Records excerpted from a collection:
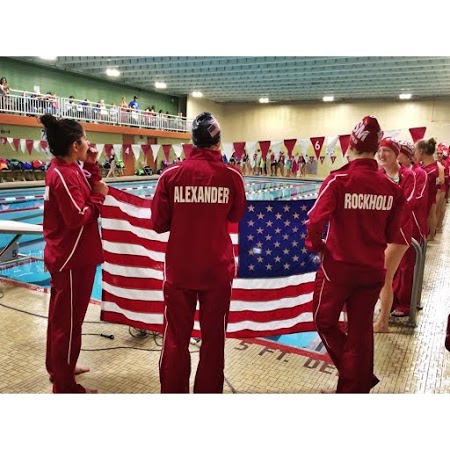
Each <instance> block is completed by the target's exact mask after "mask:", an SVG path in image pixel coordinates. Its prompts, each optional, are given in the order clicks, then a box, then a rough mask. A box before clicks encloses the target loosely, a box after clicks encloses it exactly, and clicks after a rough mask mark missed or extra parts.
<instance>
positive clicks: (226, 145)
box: [222, 142, 234, 161]
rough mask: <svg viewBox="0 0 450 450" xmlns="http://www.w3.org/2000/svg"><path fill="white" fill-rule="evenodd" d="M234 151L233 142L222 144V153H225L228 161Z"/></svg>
mask: <svg viewBox="0 0 450 450" xmlns="http://www.w3.org/2000/svg"><path fill="white" fill-rule="evenodd" d="M233 152H234V147H233V144H232V143H231V144H230V143H228V142H226V143H223V144H222V153H224V154H225V156H226V157H227V161H229V160H230V158H231V155H232V154H233Z"/></svg>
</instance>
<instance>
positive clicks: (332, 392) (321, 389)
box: [320, 389, 336, 394]
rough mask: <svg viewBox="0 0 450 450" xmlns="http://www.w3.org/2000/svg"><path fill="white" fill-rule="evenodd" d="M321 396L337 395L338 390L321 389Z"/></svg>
mask: <svg viewBox="0 0 450 450" xmlns="http://www.w3.org/2000/svg"><path fill="white" fill-rule="evenodd" d="M320 393H321V394H336V389H321V390H320Z"/></svg>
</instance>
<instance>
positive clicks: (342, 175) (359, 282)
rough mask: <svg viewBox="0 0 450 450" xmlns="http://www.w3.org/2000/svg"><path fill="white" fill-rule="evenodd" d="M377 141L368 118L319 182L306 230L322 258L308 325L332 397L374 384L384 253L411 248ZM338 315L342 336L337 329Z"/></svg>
mask: <svg viewBox="0 0 450 450" xmlns="http://www.w3.org/2000/svg"><path fill="white" fill-rule="evenodd" d="M381 137H382V131H381V129H380V125H379V124H378V120H377V119H376V117H374V116H366V117H364V118H363V119H362V120H361V121H360V122H359V123H358V124H357V125H356V126H355V128H354V129H353V131H352V133H351V136H350V143H349V148H348V151H347V155H348V157H349V163H348V164H347V165H345V166H343V167H341V168H340V169H338V170H336V171H333V172H331V174H330V175H329V176H328V177H327V178H326V179H325V180H324V182H323V184H322V186H321V188H320V190H319V193H318V197H317V200H316V202H315V204H314V206H313V207H312V208H311V210H310V211H309V213H308V216H309V218H308V221H307V223H306V225H307V237H306V241H305V244H306V247H307V249H308V250H310V251H312V252H319V253H320V255H321V265H320V268H319V270H318V271H317V275H316V280H315V288H314V294H313V317H314V323H315V325H316V328H317V331H318V333H319V336H320V337H321V339H322V342H323V343H324V345H325V347H326V349H327V351H328V354H329V355H330V357H331V359H332V360H333V363H334V365H335V366H336V368H337V370H338V373H339V378H338V385H337V391H336V392H338V393H368V392H369V391H370V389H371V388H372V387H374V386H375V385H376V384H377V383H378V382H379V380H378V378H377V377H376V376H375V375H374V373H373V359H374V358H373V351H374V350H373V347H374V343H373V341H374V338H373V314H374V307H375V304H376V302H377V300H378V294H379V293H380V290H381V288H382V286H383V284H384V278H385V268H384V252H385V249H386V246H387V244H388V243H395V244H397V245H401V246H403V245H408V244H409V240H410V236H408V235H407V234H405V232H404V231H403V230H402V224H403V223H404V222H405V220H406V219H405V218H406V200H405V197H404V195H403V192H402V191H401V189H400V188H399V187H398V185H397V184H396V183H394V182H392V181H391V180H389V178H388V177H386V176H385V175H383V174H382V173H380V172H379V171H378V164H377V162H376V160H375V159H374V155H375V153H376V152H377V150H378V144H379V142H380V140H381ZM327 224H328V231H327V235H326V238H325V239H324V238H323V234H324V232H325V228H326V226H327ZM344 307H345V308H346V311H347V317H348V319H347V320H348V321H347V328H346V330H345V331H344V330H343V329H342V327H341V326H340V324H339V317H340V314H341V311H342V310H343V308H344Z"/></svg>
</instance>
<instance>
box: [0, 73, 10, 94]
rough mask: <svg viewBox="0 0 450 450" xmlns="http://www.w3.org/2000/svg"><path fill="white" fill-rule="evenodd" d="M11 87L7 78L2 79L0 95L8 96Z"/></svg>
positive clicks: (1, 78)
mask: <svg viewBox="0 0 450 450" xmlns="http://www.w3.org/2000/svg"><path fill="white" fill-rule="evenodd" d="M9 91H10V87H9V84H8V81H7V80H6V78H5V77H1V78H0V95H8V94H9Z"/></svg>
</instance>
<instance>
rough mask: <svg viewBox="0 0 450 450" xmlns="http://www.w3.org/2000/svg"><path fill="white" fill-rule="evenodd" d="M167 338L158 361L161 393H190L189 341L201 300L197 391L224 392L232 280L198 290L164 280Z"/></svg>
mask: <svg viewBox="0 0 450 450" xmlns="http://www.w3.org/2000/svg"><path fill="white" fill-rule="evenodd" d="M163 290H164V302H165V311H164V340H163V349H162V352H161V357H160V361H159V374H160V381H161V393H189V377H190V374H191V355H190V353H189V342H190V339H191V333H192V329H193V326H194V314H195V308H196V305H197V299H198V301H199V310H200V314H199V321H200V329H201V335H202V340H201V347H200V359H199V363H198V367H197V373H196V375H195V383H194V392H195V393H222V392H223V382H224V366H225V361H224V352H225V331H226V328H227V323H228V312H229V309H230V298H231V284H226V285H222V286H218V287H217V288H214V289H211V290H206V291H197V290H192V289H180V288H176V287H174V286H173V285H172V284H171V283H168V282H165V283H164V289H163Z"/></svg>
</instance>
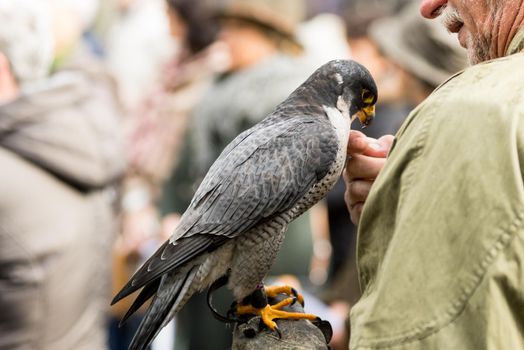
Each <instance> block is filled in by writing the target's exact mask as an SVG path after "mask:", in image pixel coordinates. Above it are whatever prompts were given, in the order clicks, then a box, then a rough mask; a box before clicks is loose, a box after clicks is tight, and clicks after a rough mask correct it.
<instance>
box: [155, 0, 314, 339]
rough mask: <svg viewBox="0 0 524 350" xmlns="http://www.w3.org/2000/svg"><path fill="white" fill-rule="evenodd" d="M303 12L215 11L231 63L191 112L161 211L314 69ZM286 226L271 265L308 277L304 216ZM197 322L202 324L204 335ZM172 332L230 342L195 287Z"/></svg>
mask: <svg viewBox="0 0 524 350" xmlns="http://www.w3.org/2000/svg"><path fill="white" fill-rule="evenodd" d="M303 13H304V8H303V3H302V1H261V0H257V1H247V0H244V1H239V0H237V1H231V2H229V3H227V4H226V6H225V8H224V10H222V11H220V12H219V14H218V15H217V17H218V18H219V19H220V25H221V29H220V31H219V40H220V41H221V42H223V44H224V45H225V46H226V48H227V49H228V52H229V60H230V61H229V63H230V64H229V66H228V69H227V70H226V71H225V72H224V73H222V74H219V75H218V76H217V77H216V78H215V80H214V83H213V84H212V86H211V87H210V89H209V90H208V91H207V92H206V94H205V95H204V97H203V99H202V100H201V101H199V103H198V105H197V106H196V109H195V111H194V113H193V114H192V116H191V124H190V129H189V132H188V135H187V137H186V139H185V144H184V148H183V151H182V154H181V158H180V160H179V163H178V165H177V166H176V168H175V169H174V172H173V174H172V177H171V180H170V182H169V184H168V186H166V188H165V189H164V194H165V195H164V211H165V212H166V213H173V212H179V213H180V212H183V211H184V210H185V208H186V207H187V205H188V204H189V201H190V200H191V198H192V195H193V192H194V191H195V189H196V186H197V185H198V184H199V182H200V181H201V180H202V177H203V175H204V174H205V173H206V172H207V170H208V168H209V167H210V166H211V164H212V163H213V161H214V160H215V159H216V157H218V155H219V154H220V153H221V151H222V150H223V148H224V147H225V146H226V145H227V144H228V143H229V142H230V141H231V140H232V139H233V138H234V137H235V136H236V135H238V134H239V133H241V132H242V131H244V130H245V129H247V128H249V127H251V126H252V125H254V124H255V123H257V122H259V121H260V120H262V119H263V118H264V117H265V116H266V115H267V114H269V113H270V112H271V111H273V109H274V108H275V106H276V105H278V104H279V103H280V102H281V101H282V100H284V99H285V98H286V97H287V96H288V95H289V94H290V93H291V92H292V91H293V90H294V89H295V88H296V87H297V86H298V85H300V84H301V83H302V82H303V81H304V80H305V79H306V78H307V76H308V75H309V73H311V72H312V71H313V67H311V66H310V65H309V64H308V63H307V62H306V60H303V57H302V52H303V47H302V44H301V43H300V42H299V41H298V40H297V38H296V28H297V25H298V24H299V23H300V21H301V20H302V17H303ZM288 232H289V234H288V235H287V236H286V241H285V242H284V245H283V248H282V253H281V254H279V257H278V258H277V261H276V263H275V265H274V269H273V271H272V272H271V273H272V274H273V275H278V274H282V273H286V274H289V273H291V274H294V275H296V276H298V277H299V278H301V279H302V282H307V279H308V274H309V260H310V258H311V252H312V246H311V227H310V223H309V217H308V216H307V215H305V216H303V217H301V218H300V219H298V220H297V221H296V222H294V223H293V224H292V225H290V229H289V231H288ZM308 233H309V234H308ZM221 292H223V291H219V292H218V293H217V294H215V296H214V298H213V299H214V302H215V303H216V304H217V305H222V306H223V307H226V309H227V307H228V306H229V303H230V300H231V299H230V298H229V297H228V296H227V295H226V294H225V292H224V294H222V293H221ZM201 329H206V332H207V333H206V334H207V336H206V337H202V336H201V331H200V330H201ZM178 336H179V337H178ZM177 337H178V338H177V340H178V343H179V345H180V348H182V349H183V348H187V349H210V348H217V349H221V348H227V347H229V346H230V345H231V330H230V329H227V328H226V327H225V326H221V325H220V324H219V323H218V322H217V321H216V320H214V319H213V318H212V315H211V313H210V312H209V310H208V308H207V306H206V303H205V301H204V296H202V295H200V296H195V297H193V298H192V299H191V300H190V301H189V303H188V304H187V305H186V306H185V307H184V309H183V310H182V311H181V312H180V314H179V315H178V317H177ZM177 345H178V344H177Z"/></svg>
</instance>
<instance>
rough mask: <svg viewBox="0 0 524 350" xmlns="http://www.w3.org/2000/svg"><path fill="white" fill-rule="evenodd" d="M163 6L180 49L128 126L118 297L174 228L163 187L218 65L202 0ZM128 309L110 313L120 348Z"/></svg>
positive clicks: (142, 104) (216, 26)
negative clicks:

## What you are asked to do
From the records above, transcribe exactly the lines starting at the one containing "positive clicks: (1, 78)" and ending at the one containing "box: [155, 0, 314, 339]". Skip the pictures.

## Output below
positive clicks: (1, 78)
mask: <svg viewBox="0 0 450 450" xmlns="http://www.w3.org/2000/svg"><path fill="white" fill-rule="evenodd" d="M9 91H10V87H9V84H8V81H7V80H6V78H5V77H1V78H0V95H8V94H9Z"/></svg>
</instance>
<instance>
rough mask: <svg viewBox="0 0 450 450" xmlns="http://www.w3.org/2000/svg"><path fill="white" fill-rule="evenodd" d="M167 338L158 361L161 393H190L189 341L201 300L197 391L224 392L232 280L198 290L164 280Z"/></svg>
mask: <svg viewBox="0 0 450 450" xmlns="http://www.w3.org/2000/svg"><path fill="white" fill-rule="evenodd" d="M163 290H164V302H165V311H164V340H163V349H162V352H161V357H160V361H159V374H160V381H161V393H189V377H190V374H191V355H190V353H189V342H190V339H191V333H192V329H193V326H194V314H195V308H196V305H197V299H198V301H199V310H200V314H199V321H200V329H201V335H202V340H201V347H200V359H199V363H198V367H197V373H196V375H195V383H194V392H195V393H222V392H223V382H224V366H225V361H224V352H225V331H226V328H227V323H228V312H229V309H230V298H231V284H226V285H222V286H218V287H217V288H214V289H211V290H206V291H197V290H192V289H180V288H176V287H174V286H173V285H172V284H171V283H168V282H165V283H164V289H163Z"/></svg>
</instance>
Each <instance> block is filled in by writing the target's exact mask as an SVG path after "mask:", in image pixel coordinates. Above it are whatever prompts were given, in the order clicks, then a box, then a rough mask; a box before clicks is loose, a box after clicks is tight, and clicks after a rough mask correct it.
<instance>
box: [155, 0, 314, 339]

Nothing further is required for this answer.